Stated task A:
Which book titles are named in the excerpt? List all of them.
Stated task B:
Reproduce the stretch of the excerpt from "In her book" through "time and space.".

The Observer quotes Sharon Ruston of Lancaster University commenting on Sir Humphry Davy’s journals: “He’s writing about nitrous oxide or galvanism. But then there are lines of poetry as well. These two things are happening simultaneously for him. He is trying to figure out what the world is and how to understand the world.” In this light, it’s not surprising that thoughts about chemistry and poetry were intertwined. So much of the sciences and technologies use the language of metaphors to explain how things work.

Incidentally, a search for women polymaths was more successful than that for Renaissance women. The obvious candidates included the composer, philosopher and abbess Hildegard of Bingen and Florence Nightingale (a statistician as well as a nurse). The not so obvious candidates from the pop-culturally biased world of algorithms were Michelle Obama and Taylor Swift.

What I’ve been reading…

Over the festive season, I read a couple of excellent novels that both revolve around a strong bond between a brother and sister. Ann Patchett’s The Dutch House is an entertaining and thoughtful family saga that questions the importance of the homestead and of family possessions. Yuri Herrera’s short novel, Signs Preceding the End of the World, is about a young Mexican woman who crosses the US border to bring her brother back home. While both books are well-written, Herrera’s lyrical style and Dantesque narrative journey left more of an impression.

Writing about and with our senses

In her book Sentient: What Animals Reveal About Our Senses, Jackie Higgins quotes from Leonardo Da Vinci who observed that the typical person ‘looks without seeing, listens without hearing, touches without feeling, eats without tasting . . . [and] inhales without awareness of odour or fragrance.’ When it comes to using our senses, Higgins concurs that ‘We are guilty of underappreciating – and underestimating.’

Higgins’ book is chocked with fascinating facts and anecdotes about animal and human senses, presented in accessible language that at the same time is not shy to use scientific terms. By senses, the author is not considering only the five senses delineated by Aristotle, but others that have since been examined, such as the senses of balance, pain, time and space.

Rows:
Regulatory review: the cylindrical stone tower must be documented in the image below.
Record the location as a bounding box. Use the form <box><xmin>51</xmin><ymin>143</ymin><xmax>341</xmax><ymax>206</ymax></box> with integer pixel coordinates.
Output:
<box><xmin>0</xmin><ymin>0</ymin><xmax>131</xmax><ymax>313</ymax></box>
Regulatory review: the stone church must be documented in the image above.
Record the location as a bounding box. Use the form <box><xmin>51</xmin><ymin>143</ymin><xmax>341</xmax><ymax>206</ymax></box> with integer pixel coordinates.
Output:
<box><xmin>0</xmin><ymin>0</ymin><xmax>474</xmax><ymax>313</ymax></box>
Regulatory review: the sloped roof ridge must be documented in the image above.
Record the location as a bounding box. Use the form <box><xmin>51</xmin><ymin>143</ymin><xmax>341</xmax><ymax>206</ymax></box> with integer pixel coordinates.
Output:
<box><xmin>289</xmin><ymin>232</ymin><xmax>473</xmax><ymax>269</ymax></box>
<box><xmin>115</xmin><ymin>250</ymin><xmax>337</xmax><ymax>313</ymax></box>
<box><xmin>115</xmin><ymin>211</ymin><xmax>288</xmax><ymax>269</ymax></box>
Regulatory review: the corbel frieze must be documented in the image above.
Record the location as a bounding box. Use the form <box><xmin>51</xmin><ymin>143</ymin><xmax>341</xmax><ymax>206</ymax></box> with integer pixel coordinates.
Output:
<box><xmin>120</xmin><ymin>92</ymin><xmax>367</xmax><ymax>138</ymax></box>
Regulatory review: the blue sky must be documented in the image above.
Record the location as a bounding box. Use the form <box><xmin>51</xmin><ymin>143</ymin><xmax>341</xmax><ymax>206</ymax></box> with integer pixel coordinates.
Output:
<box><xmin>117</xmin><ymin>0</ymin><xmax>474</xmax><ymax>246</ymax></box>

Expected answer A:
- The Dutch House
- Signs Preceding the End of the World
- Sentient: What Animals Reveal About Our Senses

Expected answer B:
In her book Sentient: What Animals Reveal About Our Senses, Jackie Higgins quotes from Leonardo Da Vinci who observed that the typical person ‘looks without seeing, listens without hearing, touches without feeling, eats without tasting . . . [and] inhales without awareness of odour or fragrance.’ When it comes to using our senses, Higgins concurs that ‘We are guilty of underappreciating – and underestimating.’

Higgins’ book is chocked with fascinating facts and anecdotes about animal and human senses, presented in accessible language that at the same time is not shy to use scientific terms. By senses, the author is not considering only the five senses delineated by Aristotle, but others that have since been examined, such as the senses of balance, pain, time and space.